### Problem description
Reproduce the lines below word for word, beginning with the first one and continuing through the line that contains "point(21, 287)", including that line. Leave the pictures out of your answer.

### Data excerpts
----------
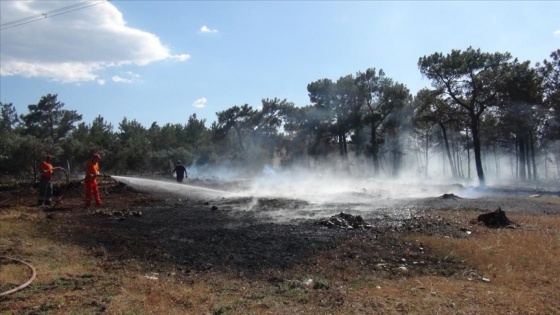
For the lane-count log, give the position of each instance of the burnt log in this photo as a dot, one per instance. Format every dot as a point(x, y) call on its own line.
point(495, 219)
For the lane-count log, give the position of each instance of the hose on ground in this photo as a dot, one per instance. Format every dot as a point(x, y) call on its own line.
point(21, 287)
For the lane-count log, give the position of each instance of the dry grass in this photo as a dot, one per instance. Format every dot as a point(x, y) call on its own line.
point(521, 265)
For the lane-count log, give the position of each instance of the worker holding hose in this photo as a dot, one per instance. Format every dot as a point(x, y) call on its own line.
point(45, 183)
point(90, 180)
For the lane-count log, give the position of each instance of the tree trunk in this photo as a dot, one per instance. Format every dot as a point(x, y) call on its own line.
point(374, 151)
point(533, 155)
point(477, 152)
point(521, 156)
point(427, 155)
point(446, 142)
point(468, 154)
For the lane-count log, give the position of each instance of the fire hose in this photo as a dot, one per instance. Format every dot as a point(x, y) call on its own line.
point(33, 275)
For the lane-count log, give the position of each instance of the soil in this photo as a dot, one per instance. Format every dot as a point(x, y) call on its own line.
point(168, 232)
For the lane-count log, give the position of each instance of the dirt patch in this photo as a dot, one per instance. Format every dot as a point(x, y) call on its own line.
point(170, 232)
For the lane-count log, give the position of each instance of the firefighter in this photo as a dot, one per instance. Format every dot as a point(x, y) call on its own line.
point(90, 180)
point(45, 183)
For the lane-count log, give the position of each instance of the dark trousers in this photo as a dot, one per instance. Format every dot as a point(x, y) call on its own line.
point(45, 191)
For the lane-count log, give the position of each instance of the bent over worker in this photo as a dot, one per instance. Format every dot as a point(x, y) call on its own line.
point(45, 183)
point(92, 171)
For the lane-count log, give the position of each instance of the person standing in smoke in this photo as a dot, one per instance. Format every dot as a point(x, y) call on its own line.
point(45, 183)
point(181, 171)
point(92, 171)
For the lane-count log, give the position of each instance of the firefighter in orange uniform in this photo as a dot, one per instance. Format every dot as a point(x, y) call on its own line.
point(45, 183)
point(92, 171)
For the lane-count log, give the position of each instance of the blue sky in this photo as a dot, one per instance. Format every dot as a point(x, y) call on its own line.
point(162, 61)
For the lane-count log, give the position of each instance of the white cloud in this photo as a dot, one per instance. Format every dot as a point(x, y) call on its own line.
point(73, 47)
point(130, 78)
point(200, 103)
point(205, 29)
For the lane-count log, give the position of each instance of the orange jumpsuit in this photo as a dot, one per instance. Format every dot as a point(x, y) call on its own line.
point(92, 170)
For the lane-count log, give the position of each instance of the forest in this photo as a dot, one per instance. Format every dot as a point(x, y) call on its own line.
point(487, 117)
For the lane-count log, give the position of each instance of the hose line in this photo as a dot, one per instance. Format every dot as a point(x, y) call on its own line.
point(33, 275)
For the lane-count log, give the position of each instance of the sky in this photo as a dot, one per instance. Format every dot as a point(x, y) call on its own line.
point(163, 61)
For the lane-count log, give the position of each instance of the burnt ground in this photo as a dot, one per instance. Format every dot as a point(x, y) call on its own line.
point(169, 232)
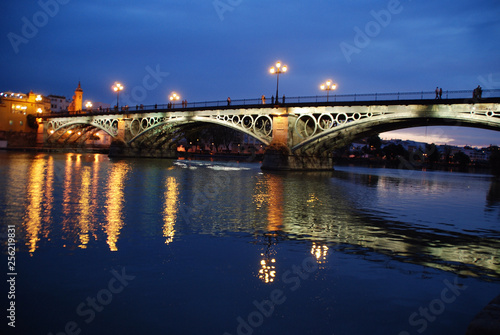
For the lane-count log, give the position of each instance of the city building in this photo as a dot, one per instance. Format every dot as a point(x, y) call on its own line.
point(58, 103)
point(77, 102)
point(16, 107)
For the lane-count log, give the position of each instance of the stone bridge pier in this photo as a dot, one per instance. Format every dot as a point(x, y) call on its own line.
point(279, 155)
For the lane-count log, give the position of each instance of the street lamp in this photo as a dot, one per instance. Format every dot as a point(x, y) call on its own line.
point(174, 97)
point(277, 69)
point(328, 86)
point(117, 87)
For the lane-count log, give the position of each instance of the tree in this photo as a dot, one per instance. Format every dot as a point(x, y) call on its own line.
point(495, 160)
point(432, 152)
point(393, 151)
point(461, 158)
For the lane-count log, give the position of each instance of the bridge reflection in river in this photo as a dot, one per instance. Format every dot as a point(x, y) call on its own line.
point(79, 200)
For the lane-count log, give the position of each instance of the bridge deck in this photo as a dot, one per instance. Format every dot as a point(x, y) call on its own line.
point(200, 107)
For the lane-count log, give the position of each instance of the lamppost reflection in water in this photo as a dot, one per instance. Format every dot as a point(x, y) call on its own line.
point(170, 209)
point(33, 217)
point(114, 203)
point(320, 252)
point(267, 272)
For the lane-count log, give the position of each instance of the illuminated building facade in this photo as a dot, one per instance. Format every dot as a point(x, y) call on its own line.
point(77, 103)
point(15, 108)
point(58, 103)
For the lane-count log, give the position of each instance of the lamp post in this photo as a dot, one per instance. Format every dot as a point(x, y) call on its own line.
point(277, 69)
point(328, 86)
point(117, 87)
point(173, 97)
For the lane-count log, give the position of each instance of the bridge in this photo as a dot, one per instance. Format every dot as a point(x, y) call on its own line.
point(300, 133)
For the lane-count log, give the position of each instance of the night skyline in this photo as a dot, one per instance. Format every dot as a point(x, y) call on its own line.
point(216, 49)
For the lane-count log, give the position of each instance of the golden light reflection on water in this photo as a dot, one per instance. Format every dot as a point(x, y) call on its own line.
point(35, 190)
point(84, 220)
point(114, 203)
point(320, 252)
point(267, 271)
point(170, 209)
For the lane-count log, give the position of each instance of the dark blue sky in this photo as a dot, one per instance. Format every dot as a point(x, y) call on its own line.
point(208, 50)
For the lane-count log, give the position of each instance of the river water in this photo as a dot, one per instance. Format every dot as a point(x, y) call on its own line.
point(144, 246)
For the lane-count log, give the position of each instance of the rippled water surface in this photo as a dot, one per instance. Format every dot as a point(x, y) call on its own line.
point(197, 247)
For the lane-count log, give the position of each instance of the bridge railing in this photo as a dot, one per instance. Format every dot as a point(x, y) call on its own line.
point(325, 98)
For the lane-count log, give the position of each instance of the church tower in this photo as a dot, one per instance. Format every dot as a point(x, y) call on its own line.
point(77, 103)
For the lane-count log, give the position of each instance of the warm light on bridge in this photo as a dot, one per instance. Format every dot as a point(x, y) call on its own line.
point(117, 87)
point(277, 69)
point(328, 86)
point(174, 96)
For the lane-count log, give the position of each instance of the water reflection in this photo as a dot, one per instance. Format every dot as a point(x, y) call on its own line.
point(84, 218)
point(33, 217)
point(114, 203)
point(320, 252)
point(364, 212)
point(170, 208)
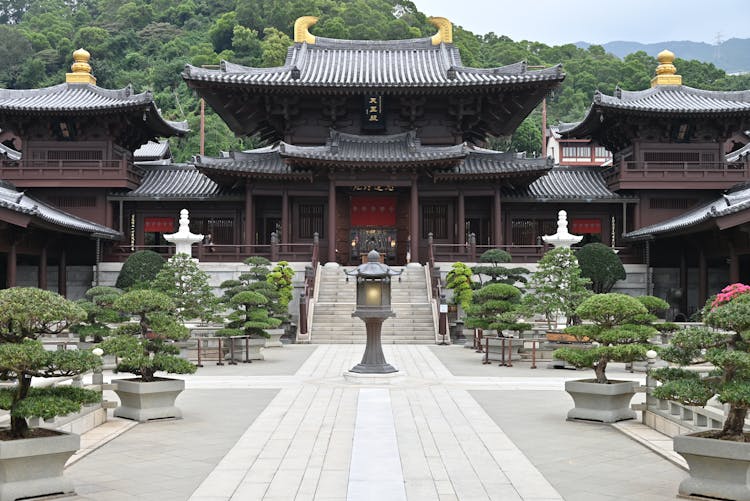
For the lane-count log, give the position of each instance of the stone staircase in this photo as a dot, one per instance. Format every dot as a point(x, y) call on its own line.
point(333, 322)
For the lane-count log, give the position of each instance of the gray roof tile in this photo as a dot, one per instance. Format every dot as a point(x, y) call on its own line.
point(392, 149)
point(17, 201)
point(373, 64)
point(729, 203)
----------
### The completed task
For the lane-count log, give the position of each instance of the burnt log in this photo as a dot, one per instance. Format every dot as a point(x, y) call on its own line.
point(495, 219)
For the lane-count log, give the position of each instance of the hose on ground in this photo as a dot, one per instance. Format every dot as a point(x, y) call on its own line.
point(21, 287)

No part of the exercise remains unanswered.